▶ [SELECTED EXCERPT]
........
The Grammy-winning artist, whose career now stretches four decades, will be returning to the UK for a string of dates this April/May. He’ll be showcasing new tracks from his upcoming album with the legendary Hi Rhythm Section, as well as unearthing various gems spanning the breadth of his entire musical journey.
For this run, he says he’ll be sticking to old favourites rather than trying to update his rig…
“There’s nothing new, no pedals or amps or anything like that,” confesses Cray. “I like to use Magnatone amplifiers for a lot of recordings, especially because I like the vibrato function - which got used a lot on the last record.
“That’s basically it… I went from playing a Super Reverb, then a Vibro-King, then a Matchless before settling on Magnatone - which is now what I take with me to the studio. And, of course, I’m still rocking the Strat, though elsewhere on the album I used a Gibson Le Grande semi-acoustic.
“We’re also looking forward to coming over because it will be the start of an exciting chapter with a new drummer called Terence Clark,” grins Cray.
“He joined the band just over a month ago. It’s been a real kick in the butt for us and a lot of fun! It’s been nearly two years since we last came over, so it’s gonna be fun… that’s what it’s all about.”
And now, the blues king gives up five tips to musical greatness…
Robert Cray tours the UK in April/May:
Sat 29 Apr Cheltenham Town Hall
Sun 30 Apr Liverpool Philharmonic Hall
Mon 1 May Edinburgh Queen's Hall
Wed 3 May London Cadogan Hall
Thu 4 May Salisbury City Hall
Fri 5 May Guildford G Live
Sun 7 May Birmingham Town Hall
Mon 8 May Buxton Opera House
Tue 9 May Gateshead The Sage
1. Start with the song
“I think this is the most important thing as a musician. Take it in as a whole; don’t take it apart straight away. Listen to the flow; listen to the story and the feeling, what the songwriter is trying to get you to hear inside it… maybe through the lyrics.
“That should set you up for the mood the song is creating, and then you’ll be able to synthesise how a solo goes or the rhythm of the song. When you understand the conversations musicians have within a song, you’re on the right track.
........
▶ [LISTING]
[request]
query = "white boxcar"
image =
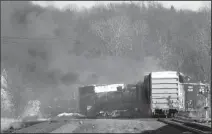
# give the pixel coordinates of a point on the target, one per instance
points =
(166, 92)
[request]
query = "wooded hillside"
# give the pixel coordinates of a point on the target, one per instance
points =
(48, 52)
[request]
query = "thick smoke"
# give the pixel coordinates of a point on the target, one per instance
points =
(37, 51)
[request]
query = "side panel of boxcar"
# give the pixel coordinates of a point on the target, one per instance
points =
(195, 96)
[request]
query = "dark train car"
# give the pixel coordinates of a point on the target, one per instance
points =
(86, 99)
(195, 96)
(143, 99)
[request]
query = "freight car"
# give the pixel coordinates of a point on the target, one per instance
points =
(196, 95)
(164, 92)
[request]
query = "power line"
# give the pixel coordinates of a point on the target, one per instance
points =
(27, 38)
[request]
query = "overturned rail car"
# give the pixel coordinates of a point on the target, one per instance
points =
(91, 101)
(165, 93)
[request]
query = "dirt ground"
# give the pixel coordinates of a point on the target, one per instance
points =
(102, 126)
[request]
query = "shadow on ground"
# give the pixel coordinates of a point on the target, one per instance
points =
(164, 130)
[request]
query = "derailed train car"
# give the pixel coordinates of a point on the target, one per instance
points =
(196, 96)
(94, 99)
(166, 96)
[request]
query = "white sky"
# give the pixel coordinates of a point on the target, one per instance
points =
(192, 5)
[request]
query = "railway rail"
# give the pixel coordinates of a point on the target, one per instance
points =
(192, 127)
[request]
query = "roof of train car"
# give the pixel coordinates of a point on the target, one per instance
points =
(165, 74)
(104, 87)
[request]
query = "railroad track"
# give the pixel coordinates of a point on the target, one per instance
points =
(188, 126)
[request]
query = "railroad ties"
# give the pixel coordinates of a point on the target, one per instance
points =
(188, 126)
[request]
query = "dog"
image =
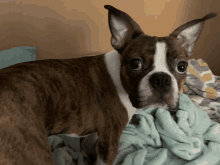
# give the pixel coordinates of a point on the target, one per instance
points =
(92, 94)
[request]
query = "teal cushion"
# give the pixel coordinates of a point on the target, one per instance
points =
(17, 55)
........
▶ [DIRECTIVE 1]
Reproduce the passage from the excerpt on Robert Cray's UK tour above, starting at "And now, the" and ending at "the right track.".
▶ [DIRECTIVE 2]
Answer the following from the excerpt on Robert Cray's UK tour:
(a) Which brand of amplifier does Cray now take with him to the studio?
(b) What is the name of the band's new drummer?
(c) At which venue does the London date on Wed 3 May take place?

▶ [COMPLETE RESPONSE 1]
And now, the blues king gives up five tips to musical greatness…
Robert Cray tours the UK in April/May:
Sat 29 Apr Cheltenham Town Hall
Sun 30 Apr Liverpool Philharmonic Hall
Mon 1 May Edinburgh Queen's Hall
Wed 3 May London Cadogan Hall
Thu 4 May Salisbury City Hall
Fri 5 May Guildford G Live
Sun 7 May Birmingham Town Hall
Mon 8 May Buxton Opera House
Tue 9 May Gateshead The Sage
1. Start with the song
“I think this is the most important thing as a musician. Take it in as a whole; don’t take it apart straight away. Listen to the flow; listen to the story and the feeling, what the songwriter is trying to get you to hear inside it… maybe through the lyrics.
“That should set you up for the mood the song is creating, and then you’ll be able to synthesise how a solo goes or the rhythm of the song. When you understand the conversations musicians have within a song, you’re on the right track.

▶ [COMPLETE RESPONSE 2]
(a) Magnatone
(b) Terence Clark
(c) Cadogan Hall